◆ DESCRIPTION OF THE TASK
Find how many lines in the entries below carry the word "Target" and answer with only that figure.

SOURCE DATA: Begin

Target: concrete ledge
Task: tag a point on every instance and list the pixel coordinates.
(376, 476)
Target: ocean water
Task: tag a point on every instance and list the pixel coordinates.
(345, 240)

SOURCE DATA: End

◆ RESPONSE AREA
2